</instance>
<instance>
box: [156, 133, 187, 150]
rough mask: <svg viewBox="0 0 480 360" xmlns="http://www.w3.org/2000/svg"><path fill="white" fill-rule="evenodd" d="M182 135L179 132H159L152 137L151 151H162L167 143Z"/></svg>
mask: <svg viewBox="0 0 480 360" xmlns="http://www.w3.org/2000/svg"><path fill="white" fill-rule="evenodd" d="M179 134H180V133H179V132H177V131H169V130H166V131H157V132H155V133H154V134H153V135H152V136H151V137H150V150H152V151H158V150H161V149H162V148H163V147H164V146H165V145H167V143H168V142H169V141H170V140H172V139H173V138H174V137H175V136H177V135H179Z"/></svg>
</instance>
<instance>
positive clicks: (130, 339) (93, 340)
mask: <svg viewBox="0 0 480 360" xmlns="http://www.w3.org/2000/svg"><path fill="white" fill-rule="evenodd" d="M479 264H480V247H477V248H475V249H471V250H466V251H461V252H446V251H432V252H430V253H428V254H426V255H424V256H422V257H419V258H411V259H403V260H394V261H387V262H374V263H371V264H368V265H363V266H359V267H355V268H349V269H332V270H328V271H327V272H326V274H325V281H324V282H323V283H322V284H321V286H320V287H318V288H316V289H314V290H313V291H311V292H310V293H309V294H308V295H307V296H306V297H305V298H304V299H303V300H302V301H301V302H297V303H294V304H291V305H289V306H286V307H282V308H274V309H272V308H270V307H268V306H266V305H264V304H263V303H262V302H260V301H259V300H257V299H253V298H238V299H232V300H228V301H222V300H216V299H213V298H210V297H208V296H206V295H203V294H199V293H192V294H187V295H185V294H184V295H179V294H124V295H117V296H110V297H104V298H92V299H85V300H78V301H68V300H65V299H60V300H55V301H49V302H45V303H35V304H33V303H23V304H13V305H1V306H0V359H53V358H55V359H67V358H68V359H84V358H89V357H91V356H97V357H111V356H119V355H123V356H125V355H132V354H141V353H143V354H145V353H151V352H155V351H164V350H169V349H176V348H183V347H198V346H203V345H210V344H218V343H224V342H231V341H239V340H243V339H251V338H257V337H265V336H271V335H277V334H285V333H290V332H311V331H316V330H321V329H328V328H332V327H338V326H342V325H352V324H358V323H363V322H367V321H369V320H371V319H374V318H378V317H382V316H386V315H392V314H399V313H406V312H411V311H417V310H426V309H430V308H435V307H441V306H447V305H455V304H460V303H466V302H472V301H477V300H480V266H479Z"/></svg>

◇ ◇ ◇ ◇

Problem description: Print all the records exactly as written.

Answer:
</instance>
<instance>
box: [156, 133, 187, 150]
rough mask: <svg viewBox="0 0 480 360" xmlns="http://www.w3.org/2000/svg"><path fill="white" fill-rule="evenodd" d="M182 135L179 132H159L152 137L151 151H162L167 143Z"/></svg>
mask: <svg viewBox="0 0 480 360" xmlns="http://www.w3.org/2000/svg"><path fill="white" fill-rule="evenodd" d="M179 134H180V133H179V132H177V131H169V130H166V131H157V132H155V133H154V134H153V135H152V136H151V137H150V150H152V151H158V150H161V149H162V148H163V147H164V146H165V145H167V143H168V142H169V141H170V140H172V139H173V138H174V137H175V136H177V135H179Z"/></svg>
</instance>
<instance>
positive clicks: (130, 339) (93, 340)
mask: <svg viewBox="0 0 480 360" xmlns="http://www.w3.org/2000/svg"><path fill="white" fill-rule="evenodd" d="M479 264H480V247H477V248H475V249H471V250H466V251H461V252H446V251H432V252H430V253H428V254H426V255H424V256H422V257H419V258H411V259H403V260H394V261H387V262H374V263H371V264H368V265H363V266H359V267H355V268H349V269H332V270H328V271H327V272H326V274H325V281H324V282H323V283H322V284H321V286H320V287H318V288H316V289H314V290H313V291H311V292H310V293H309V294H308V295H307V296H306V297H305V298H304V299H303V300H302V301H301V302H297V303H294V304H291V305H289V306H286V307H282V308H274V309H272V308H270V307H268V306H266V305H264V304H263V303H262V302H260V301H259V300H257V299H253V298H238V299H232V300H228V301H222V300H216V299H213V298H210V297H208V296H206V295H203V294H199V293H192V294H187V295H185V294H184V295H179V294H124V295H117V296H110V297H104V298H92V299H85V300H78V301H68V300H65V299H60V300H55V301H49V302H45V303H35V304H33V303H23V304H13V305H1V306H0V359H53V358H55V359H67V358H68V359H84V358H89V357H91V356H97V357H111V356H119V355H123V356H125V355H132V354H141V353H143V354H145V353H151V352H155V351H164V350H169V349H176V348H183V347H198V346H203V345H210V344H218V343H224V342H231V341H239V340H243V339H251V338H257V337H265V336H271V335H277V334H285V333H290V332H311V331H316V330H321V329H328V328H332V327H338V326H342V325H352V324H358V323H363V322H367V321H369V320H371V319H374V318H378V317H382V316H386V315H392V314H399V313H406V312H411V311H417V310H426V309H430V308H435V307H441V306H447V305H455V304H460V303H466V302H472V301H477V300H480V266H479Z"/></svg>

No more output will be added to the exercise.